§ **ENUNCIADO 1**:
Explique, com base no texto selecionado, por que razão é preciso gemer.

§ **TEXTO SELECIONADO**:
+===+

É que há uma grande diferença entre ser egocêntrico e ter um ego gigante. Até tenho a convicção de que as pessoas "pequeninas" e com egos encolhidos, costumam ser egocêntricas, enquanto as pessoas grandiosas, donas de um ego merecidamente enorme, têm a maravilhosa capacidade de entender que são um elemento do todo e não o centro de nada.

Ana Amorim Dias

17.4.13

Gemidos

Gemidos

Quando penso escrever sobre algo está tudo estragado. Já sei que nem vale a pena tentar reprimir-me. Tenho que escrever. E o que escrevo tenho que publicar.
- Tens uma escrita corajosa, Ana. Sobretudo para mulher.- dizia-me no outro dia um amigo.
Corajosa ou inconveniente? Continuo a acreditar no que digo e isso é enorme. Mesmo que inconveniente para alguns, talvez outros queiram ler.
Chega de introduções, fica só o apelo aos púdicos para que se abstenham de ler.

Uma vida sem gemidos não pode ser sincera. Sensual não é, de certo. E a sensualidade faz falta. O deslizar lânguido dos corpos, mesmo que sós, acresce pontos à estética emocional de todas as vidas. Faz falta assumir os corpos nus. Faz falta envergá-los à luz, na assunção plena do nosso paradoxo de humano e animal. Faz falta sentir, assumir e admitir o prazer. E este só é inteiro quando nos sai com sons suaves, expressivos, guturais. Sons que prolongam, exponenciam e expressam todo o nosso prazer. É que a vida já é tão gritante no que toca a coisas más que se a deixamos muda no que ao prazer diz respeito, perdemos metade da voz. Há que gemer, sim, para não calar o prazer. E porque a sensualidade faz falta.

Ana Amorim Dias

Resistente

Robustez

Tenho uns amigos que se continuam a rir com o episódio, depois de tantos anos. Eu estava atrás do balcão do Piratas e, com duas canecas em cada mão, virei-me de uma maneira estranha. Não sei com fiz aquilo mas devo ter tropeçado e caí, com muito estrondo, como uma sequoia gigante.
À força de tanto recordarem a queda da grande sequoia, lembraram-me do jogo infantil: "se fosses um animal, que animal eras?" , "Se fosses uma máquina, que máquina eras?" e por aí fora.
Mal vi esta fotografia foi quase como ver-me ao espelho! Uma viagem sozinha naquele volante? Era até ao cabo do Mundo! Exatamente como faço comigo: sigo-me até ao fim, sem sequer olhar para trás.

+===+

§ **REGISTOS FORNECIDOS**:
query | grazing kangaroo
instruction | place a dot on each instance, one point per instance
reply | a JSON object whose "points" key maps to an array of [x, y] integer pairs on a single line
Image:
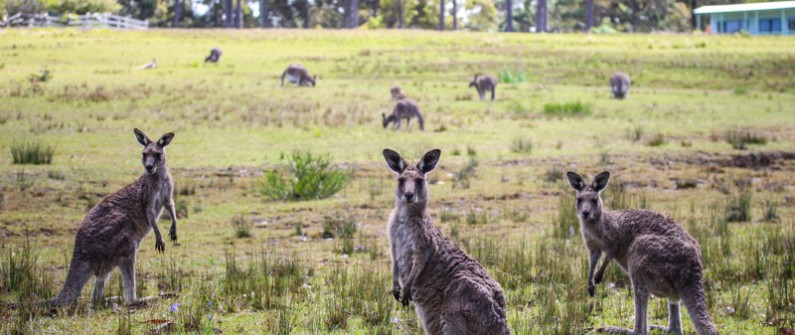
{"points": [[484, 84], [112, 231], [619, 85], [404, 109], [660, 257], [451, 292], [215, 56], [298, 74]]}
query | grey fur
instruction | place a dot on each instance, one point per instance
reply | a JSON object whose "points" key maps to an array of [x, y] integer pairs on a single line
{"points": [[484, 84], [299, 75], [405, 108], [451, 292], [660, 257], [619, 85], [215, 55], [112, 231]]}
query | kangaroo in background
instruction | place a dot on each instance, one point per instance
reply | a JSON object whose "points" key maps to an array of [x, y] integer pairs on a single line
{"points": [[484, 84], [112, 231], [660, 257], [405, 108], [451, 292], [298, 74], [619, 85], [215, 55]]}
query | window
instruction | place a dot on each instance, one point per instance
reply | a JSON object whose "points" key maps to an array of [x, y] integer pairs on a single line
{"points": [[769, 25], [732, 26]]}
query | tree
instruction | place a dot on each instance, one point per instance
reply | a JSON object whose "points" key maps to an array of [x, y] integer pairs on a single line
{"points": [[509, 15], [441, 15], [541, 16]]}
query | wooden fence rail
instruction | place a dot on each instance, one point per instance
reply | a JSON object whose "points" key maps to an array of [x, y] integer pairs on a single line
{"points": [[88, 21]]}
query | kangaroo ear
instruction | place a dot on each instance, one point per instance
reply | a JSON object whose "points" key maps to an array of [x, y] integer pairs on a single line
{"points": [[141, 137], [600, 181], [394, 161], [165, 139], [576, 181], [429, 160]]}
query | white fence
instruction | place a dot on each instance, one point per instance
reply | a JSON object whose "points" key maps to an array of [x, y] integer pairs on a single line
{"points": [[88, 21]]}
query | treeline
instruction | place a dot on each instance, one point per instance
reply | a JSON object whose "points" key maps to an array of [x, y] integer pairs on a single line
{"points": [[600, 16]]}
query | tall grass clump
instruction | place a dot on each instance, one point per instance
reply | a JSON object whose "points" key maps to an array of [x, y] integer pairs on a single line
{"points": [[567, 109], [32, 152], [739, 208], [511, 76], [741, 139], [310, 177]]}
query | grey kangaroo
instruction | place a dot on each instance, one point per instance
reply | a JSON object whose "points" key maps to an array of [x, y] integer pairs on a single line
{"points": [[484, 84], [299, 75], [112, 231], [619, 85], [405, 108], [660, 257], [451, 292], [215, 56]]}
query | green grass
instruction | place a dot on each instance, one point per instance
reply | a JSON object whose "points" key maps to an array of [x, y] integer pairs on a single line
{"points": [[510, 209]]}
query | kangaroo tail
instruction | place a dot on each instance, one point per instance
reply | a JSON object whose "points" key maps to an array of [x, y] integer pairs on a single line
{"points": [[695, 301]]}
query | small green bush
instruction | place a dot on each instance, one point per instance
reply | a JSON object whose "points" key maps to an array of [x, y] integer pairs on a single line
{"points": [[310, 177], [576, 108], [32, 152], [511, 76]]}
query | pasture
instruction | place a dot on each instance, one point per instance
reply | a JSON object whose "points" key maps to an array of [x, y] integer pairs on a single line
{"points": [[706, 136]]}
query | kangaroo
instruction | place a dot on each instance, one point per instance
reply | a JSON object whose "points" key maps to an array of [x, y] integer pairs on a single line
{"points": [[298, 74], [451, 292], [484, 84], [660, 257], [619, 84], [215, 56], [112, 231]]}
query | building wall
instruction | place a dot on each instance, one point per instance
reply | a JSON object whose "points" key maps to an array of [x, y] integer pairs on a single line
{"points": [[773, 22]]}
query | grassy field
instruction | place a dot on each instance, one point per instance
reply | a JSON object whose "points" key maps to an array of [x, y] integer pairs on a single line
{"points": [[249, 265]]}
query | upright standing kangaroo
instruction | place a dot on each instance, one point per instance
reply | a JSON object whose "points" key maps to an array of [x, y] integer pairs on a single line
{"points": [[660, 257], [484, 84], [619, 85], [299, 75], [111, 233], [451, 292], [215, 55]]}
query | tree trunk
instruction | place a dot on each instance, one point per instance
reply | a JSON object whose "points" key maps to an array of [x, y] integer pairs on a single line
{"points": [[508, 15], [353, 18], [541, 16], [455, 14], [589, 16], [177, 13], [400, 13], [441, 15], [227, 13]]}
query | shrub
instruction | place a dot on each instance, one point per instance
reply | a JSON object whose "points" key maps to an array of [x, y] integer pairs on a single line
{"points": [[32, 152], [523, 145], [567, 109], [310, 177], [511, 76]]}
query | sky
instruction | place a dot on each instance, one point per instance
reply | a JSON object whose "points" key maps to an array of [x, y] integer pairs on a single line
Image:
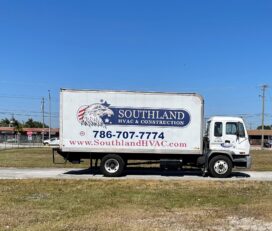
{"points": [[221, 49]]}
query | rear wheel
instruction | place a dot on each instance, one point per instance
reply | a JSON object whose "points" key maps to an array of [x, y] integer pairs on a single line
{"points": [[112, 165], [220, 166]]}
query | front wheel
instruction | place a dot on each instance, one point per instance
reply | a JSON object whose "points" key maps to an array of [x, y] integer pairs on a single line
{"points": [[220, 166], [112, 165]]}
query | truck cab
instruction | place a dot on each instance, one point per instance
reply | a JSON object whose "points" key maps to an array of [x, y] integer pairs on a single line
{"points": [[226, 145]]}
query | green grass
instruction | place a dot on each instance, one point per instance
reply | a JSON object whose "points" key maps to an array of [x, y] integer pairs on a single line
{"points": [[262, 160], [32, 157], [130, 205], [42, 157]]}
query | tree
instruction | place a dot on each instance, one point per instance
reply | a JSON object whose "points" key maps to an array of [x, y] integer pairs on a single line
{"points": [[4, 122], [266, 127]]}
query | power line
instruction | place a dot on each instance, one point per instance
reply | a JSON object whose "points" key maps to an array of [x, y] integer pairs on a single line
{"points": [[263, 89]]}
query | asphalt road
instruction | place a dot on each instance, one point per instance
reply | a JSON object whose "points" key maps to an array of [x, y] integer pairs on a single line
{"points": [[140, 174]]}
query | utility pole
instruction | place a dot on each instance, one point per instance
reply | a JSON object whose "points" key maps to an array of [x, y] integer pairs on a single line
{"points": [[49, 98], [43, 118], [263, 88]]}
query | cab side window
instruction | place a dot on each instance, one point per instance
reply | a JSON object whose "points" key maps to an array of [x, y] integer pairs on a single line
{"points": [[231, 128], [218, 129], [241, 130]]}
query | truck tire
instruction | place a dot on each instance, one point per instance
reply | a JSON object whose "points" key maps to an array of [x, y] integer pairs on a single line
{"points": [[220, 166], [112, 165]]}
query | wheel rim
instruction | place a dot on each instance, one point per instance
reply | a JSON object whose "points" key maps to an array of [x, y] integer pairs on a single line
{"points": [[112, 165], [221, 167]]}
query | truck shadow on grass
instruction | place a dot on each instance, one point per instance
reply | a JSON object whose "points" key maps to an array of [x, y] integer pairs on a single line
{"points": [[141, 171]]}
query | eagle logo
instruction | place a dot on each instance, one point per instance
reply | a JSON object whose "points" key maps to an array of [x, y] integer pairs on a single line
{"points": [[94, 114]]}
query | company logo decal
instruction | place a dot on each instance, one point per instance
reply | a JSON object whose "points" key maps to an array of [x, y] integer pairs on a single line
{"points": [[103, 114]]}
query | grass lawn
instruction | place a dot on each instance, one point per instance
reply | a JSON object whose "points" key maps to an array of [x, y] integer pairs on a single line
{"points": [[134, 205], [42, 157]]}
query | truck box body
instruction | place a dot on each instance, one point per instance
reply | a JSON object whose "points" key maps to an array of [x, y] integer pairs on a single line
{"points": [[130, 122]]}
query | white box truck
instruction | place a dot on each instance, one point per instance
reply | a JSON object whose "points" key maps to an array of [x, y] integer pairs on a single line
{"points": [[117, 126]]}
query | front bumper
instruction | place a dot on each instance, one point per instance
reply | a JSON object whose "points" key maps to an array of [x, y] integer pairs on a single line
{"points": [[242, 161]]}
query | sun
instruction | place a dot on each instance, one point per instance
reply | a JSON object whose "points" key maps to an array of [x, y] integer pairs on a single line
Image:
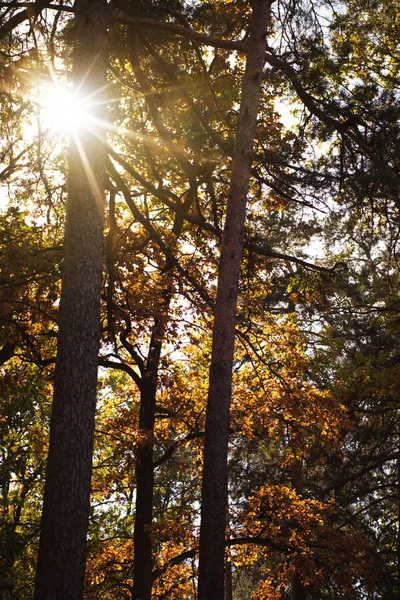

+===+

§ **ENUNCIADO 2**:
Devolva todas as linhas dos registos que contêm a palavra "truck".

§ **RESPOSTA ESPERADA 1**:
O prazer só é inteiro quando sai com sons suaves, expressivos e guturais, que o prolongam e expressam. A vida já é tão gritante no que toca a coisas más que, se a deixamos muda quanto ao prazer, perdemos metade da voz. Por isso há que gemer, para não calar o prazer e porque a sensualidade faz falta.

§ **RESPOSTA ESPERADA 2**:
query | truck cab
query | truck tire
query | truck shadow on grass
query | truck box body
query | white box truck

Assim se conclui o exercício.